** GIVEN RECORDS follows **

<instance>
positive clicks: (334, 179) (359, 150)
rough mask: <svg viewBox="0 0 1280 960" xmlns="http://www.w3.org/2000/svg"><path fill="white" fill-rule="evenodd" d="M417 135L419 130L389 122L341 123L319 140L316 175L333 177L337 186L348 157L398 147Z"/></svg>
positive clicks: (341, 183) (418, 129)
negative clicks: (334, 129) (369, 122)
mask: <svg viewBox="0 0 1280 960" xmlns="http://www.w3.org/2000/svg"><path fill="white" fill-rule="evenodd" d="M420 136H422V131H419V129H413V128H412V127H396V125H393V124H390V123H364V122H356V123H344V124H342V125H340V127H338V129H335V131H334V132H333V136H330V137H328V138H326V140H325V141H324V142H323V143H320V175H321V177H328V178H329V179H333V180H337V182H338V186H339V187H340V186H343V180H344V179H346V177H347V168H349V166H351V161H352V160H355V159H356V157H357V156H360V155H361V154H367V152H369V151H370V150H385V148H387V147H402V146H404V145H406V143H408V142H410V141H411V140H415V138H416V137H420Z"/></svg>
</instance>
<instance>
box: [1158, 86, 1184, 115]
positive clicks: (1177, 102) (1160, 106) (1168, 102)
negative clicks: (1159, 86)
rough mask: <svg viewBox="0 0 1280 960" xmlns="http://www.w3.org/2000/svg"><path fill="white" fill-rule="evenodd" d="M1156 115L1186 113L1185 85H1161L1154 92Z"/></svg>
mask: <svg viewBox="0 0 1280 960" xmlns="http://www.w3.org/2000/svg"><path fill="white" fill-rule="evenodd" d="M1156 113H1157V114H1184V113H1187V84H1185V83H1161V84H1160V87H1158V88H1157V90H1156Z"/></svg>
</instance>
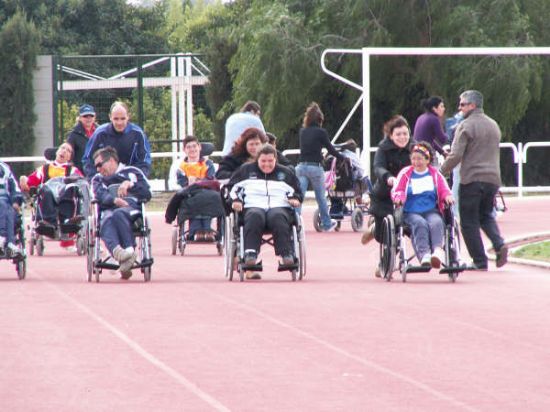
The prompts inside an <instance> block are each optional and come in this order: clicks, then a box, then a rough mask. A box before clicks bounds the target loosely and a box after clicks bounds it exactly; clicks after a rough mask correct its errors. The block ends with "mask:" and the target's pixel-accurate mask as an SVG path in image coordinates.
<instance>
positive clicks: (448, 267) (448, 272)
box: [439, 266, 466, 275]
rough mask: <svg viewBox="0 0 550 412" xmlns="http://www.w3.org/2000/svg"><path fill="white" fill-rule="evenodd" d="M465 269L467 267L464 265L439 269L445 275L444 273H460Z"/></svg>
mask: <svg viewBox="0 0 550 412" xmlns="http://www.w3.org/2000/svg"><path fill="white" fill-rule="evenodd" d="M465 270H466V268H465V267H464V266H448V267H444V268H442V269H441V270H440V271H439V273H441V274H442V275H444V274H449V273H460V272H464V271H465Z"/></svg>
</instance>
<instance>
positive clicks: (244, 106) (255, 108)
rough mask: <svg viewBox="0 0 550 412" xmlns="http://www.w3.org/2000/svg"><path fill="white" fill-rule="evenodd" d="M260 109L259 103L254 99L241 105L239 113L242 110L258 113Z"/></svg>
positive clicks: (246, 111)
mask: <svg viewBox="0 0 550 412" xmlns="http://www.w3.org/2000/svg"><path fill="white" fill-rule="evenodd" d="M261 111H262V108H261V107H260V105H259V104H258V103H257V102H255V101H254V100H249V101H247V102H246V103H245V104H244V106H243V107H241V113H244V112H254V113H260V112H261Z"/></svg>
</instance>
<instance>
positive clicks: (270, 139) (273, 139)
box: [265, 132, 277, 144]
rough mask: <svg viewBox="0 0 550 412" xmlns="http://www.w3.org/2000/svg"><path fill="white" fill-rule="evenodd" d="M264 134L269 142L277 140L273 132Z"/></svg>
mask: <svg viewBox="0 0 550 412" xmlns="http://www.w3.org/2000/svg"><path fill="white" fill-rule="evenodd" d="M265 136H266V137H267V142H268V143H269V144H273V143H275V142H276V141H277V136H275V135H274V134H273V133H270V132H266V133H265Z"/></svg>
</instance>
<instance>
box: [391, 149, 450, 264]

** End of GIVEN RECORDS **

**TASK GOAL**: Pictures stay out. Write out everything else in the material exactly.

**ANSWER SPACE**:
<instance>
positive clicks: (334, 179) (359, 150)
rough mask: <svg viewBox="0 0 1280 960" xmlns="http://www.w3.org/2000/svg"><path fill="white" fill-rule="evenodd" d="M417 135L419 130L389 122L341 123L319 140L316 175L333 177L337 186L348 157L398 147Z"/></svg>
positive clicks: (341, 183) (418, 129)
negative clicks: (334, 129) (369, 122)
mask: <svg viewBox="0 0 1280 960" xmlns="http://www.w3.org/2000/svg"><path fill="white" fill-rule="evenodd" d="M420 136H422V131H419V129H413V128H412V127H396V125H393V124H390V123H364V122H356V123H344V124H342V125H340V127H338V129H335V131H334V132H333V136H330V137H328V138H326V140H325V141H324V142H323V143H320V175H321V177H328V178H329V179H333V180H337V182H338V186H339V187H340V186H343V180H344V179H346V177H347V168H349V166H351V161H352V160H355V159H356V157H357V156H360V155H361V154H367V152H369V151H370V150H385V148H387V147H402V146H404V145H406V143H408V142H410V141H411V140H415V138H416V137H420Z"/></svg>
</instance>
<instance>
box: [1158, 86, 1184, 115]
positive clicks: (1177, 102) (1160, 106) (1168, 102)
negative clicks: (1159, 86)
rough mask: <svg viewBox="0 0 1280 960" xmlns="http://www.w3.org/2000/svg"><path fill="white" fill-rule="evenodd" d="M1156 115L1186 113L1185 85H1161L1154 92Z"/></svg>
mask: <svg viewBox="0 0 1280 960" xmlns="http://www.w3.org/2000/svg"><path fill="white" fill-rule="evenodd" d="M1156 113H1157V114H1184V113H1187V84H1185V83H1161V84H1160V87H1158V88H1157V90H1156Z"/></svg>
</instance>
The prompts inside an <instance> block are each optional and come in this order: clicks, then a box, then a rough mask. A box before clicks bounds the target loosely and a box after clicks bounds it exactly; clicks after a rough mask correct its errors. The block ends with "mask:" and the target's pixel-accurate mask as an SVG path in image coordinates.
<instance>
positive clicks: (448, 267) (448, 272)
box: [439, 266, 466, 275]
rough mask: <svg viewBox="0 0 550 412" xmlns="http://www.w3.org/2000/svg"><path fill="white" fill-rule="evenodd" d="M465 269L467 267L464 265L439 269L445 275L444 273H460Z"/></svg>
mask: <svg viewBox="0 0 550 412" xmlns="http://www.w3.org/2000/svg"><path fill="white" fill-rule="evenodd" d="M465 270H466V268H465V267H464V266H448V267H444V268H442V269H441V270H440V271H439V273H441V274H442V275H444V274H449V273H460V272H464V271H465Z"/></svg>
</instance>
<instance>
positive clicks: (244, 106) (255, 108)
rough mask: <svg viewBox="0 0 550 412" xmlns="http://www.w3.org/2000/svg"><path fill="white" fill-rule="evenodd" d="M260 109L259 103L254 99L241 105L239 113L242 110L258 113Z"/></svg>
positive clicks: (246, 111)
mask: <svg viewBox="0 0 550 412" xmlns="http://www.w3.org/2000/svg"><path fill="white" fill-rule="evenodd" d="M261 111H262V108H261V107H260V105H259V104H258V103H257V102H255V101H254V100H249V101H247V102H246V103H245V104H244V106H243V107H241V113H244V112H254V113H260V112H261Z"/></svg>
</instance>
<instance>
positive clicks: (270, 139) (273, 139)
box: [265, 132, 277, 144]
rough mask: <svg viewBox="0 0 550 412" xmlns="http://www.w3.org/2000/svg"><path fill="white" fill-rule="evenodd" d="M264 134L269 142L277 140L273 132Z"/></svg>
mask: <svg viewBox="0 0 550 412" xmlns="http://www.w3.org/2000/svg"><path fill="white" fill-rule="evenodd" d="M265 136H266V137H267V142H268V143H269V144H273V143H275V142H276V141H277V136H275V135H274V134H273V133H270V132H266V133H265Z"/></svg>
</instance>
<instance>
box: [391, 149, 450, 264]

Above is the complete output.